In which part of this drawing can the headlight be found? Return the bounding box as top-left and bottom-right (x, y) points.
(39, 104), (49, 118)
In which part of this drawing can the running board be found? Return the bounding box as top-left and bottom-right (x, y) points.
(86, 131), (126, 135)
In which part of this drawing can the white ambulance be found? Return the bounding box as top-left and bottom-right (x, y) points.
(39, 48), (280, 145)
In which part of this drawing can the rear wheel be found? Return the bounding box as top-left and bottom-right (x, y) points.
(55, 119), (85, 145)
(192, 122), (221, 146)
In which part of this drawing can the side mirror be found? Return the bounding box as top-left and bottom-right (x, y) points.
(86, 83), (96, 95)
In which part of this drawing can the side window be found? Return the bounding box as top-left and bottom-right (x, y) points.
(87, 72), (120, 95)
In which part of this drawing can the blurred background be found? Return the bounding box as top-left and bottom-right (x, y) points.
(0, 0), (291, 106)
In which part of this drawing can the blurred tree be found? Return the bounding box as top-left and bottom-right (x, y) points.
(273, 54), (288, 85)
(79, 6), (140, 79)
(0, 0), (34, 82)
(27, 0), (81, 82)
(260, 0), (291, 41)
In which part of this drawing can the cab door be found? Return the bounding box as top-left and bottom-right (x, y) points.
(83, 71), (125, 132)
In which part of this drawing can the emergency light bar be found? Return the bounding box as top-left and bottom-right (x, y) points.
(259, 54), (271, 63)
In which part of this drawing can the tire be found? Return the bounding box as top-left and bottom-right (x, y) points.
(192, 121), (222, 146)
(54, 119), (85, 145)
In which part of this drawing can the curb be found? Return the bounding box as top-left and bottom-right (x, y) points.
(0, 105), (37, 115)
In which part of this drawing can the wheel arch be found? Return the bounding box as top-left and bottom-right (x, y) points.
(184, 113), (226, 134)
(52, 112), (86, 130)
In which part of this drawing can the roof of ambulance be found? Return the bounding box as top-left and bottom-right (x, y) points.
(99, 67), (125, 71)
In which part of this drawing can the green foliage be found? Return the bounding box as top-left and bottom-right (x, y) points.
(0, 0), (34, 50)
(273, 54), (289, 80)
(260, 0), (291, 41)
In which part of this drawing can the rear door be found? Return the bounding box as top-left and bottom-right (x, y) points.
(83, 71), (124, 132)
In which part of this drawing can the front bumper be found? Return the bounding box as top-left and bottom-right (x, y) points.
= = = = = = =
Task goal:
Extract every item above verbatim, keeping them in their original order.

Answer to this problem:
In which part of this drawing can the headlight be found? Return the bounding box as top-left and bottom-right (x, y) points.
(39, 104), (49, 118)
In which part of this drawing can the running board be found? Return the bounding box as top-left and bottom-right (x, y) points.
(86, 131), (126, 135)
In which part of this drawing can the white ambulance be found? Return the bounding box as top-left and bottom-right (x, y) points.
(39, 48), (280, 145)
In which part of this drawing can the rear wheel be found? Return the bounding box as top-left and bottom-right (x, y) points.
(55, 119), (85, 145)
(192, 122), (221, 146)
In which part of this drawing can the side mirror be found? Return the bounding box as top-left and bottom-right (x, y) points.
(86, 83), (96, 95)
In which part of this drawing can the side window be found? Return the bounding box as top-left and bottom-right (x, y) points.
(87, 72), (120, 95)
In which part of this drawing can the blurred background be found? Return the bounding box as top-left and bottom-right (x, y) points.
(0, 0), (291, 106)
In which part of this drawing can the blurred tree be found? Return the bounding box as top-left and bottom-right (x, y) points.
(273, 54), (288, 85)
(79, 6), (140, 79)
(0, 0), (34, 82)
(27, 0), (81, 82)
(260, 0), (291, 41)
In which part of this drawing can the cab door be found? Return the bounding box as top-left and bottom-right (x, y) points.
(83, 71), (125, 132)
In which part of this drawing can the emergency light bar be found? Return the bounding box as top-left and bottom-right (x, y) points.
(259, 54), (271, 63)
In which part of this drawing can the tire be found? Return the bounding box as top-left and bottom-right (x, y) points.
(192, 121), (222, 146)
(54, 119), (85, 145)
In which part of this drawing can the curb be found? Return the bounding box as top-left and bottom-right (x, y) points.
(0, 105), (37, 115)
In which part of this drawing can the wheel arch be found? Return the bounding box as top-left and bottom-right (x, y) points.
(184, 113), (226, 134)
(52, 112), (86, 130)
In which part of this drawing can the roof of ambulance be found? Return the bounding box as top-left and bottom-right (x, y) points.
(99, 67), (125, 71)
In which part of this drawing can the green foliage be found? Return the bounding box as top-left and bottom-right (x, y) points.
(0, 0), (34, 50)
(273, 54), (289, 80)
(260, 0), (291, 41)
In which part of this drawing can the rear door be found? Return the bounding box as top-left and bottom-right (x, y) points.
(83, 71), (124, 132)
In which part of this drawing can the front bumper be found? Return the bounding box as top-left and bottom-right (x, y) points.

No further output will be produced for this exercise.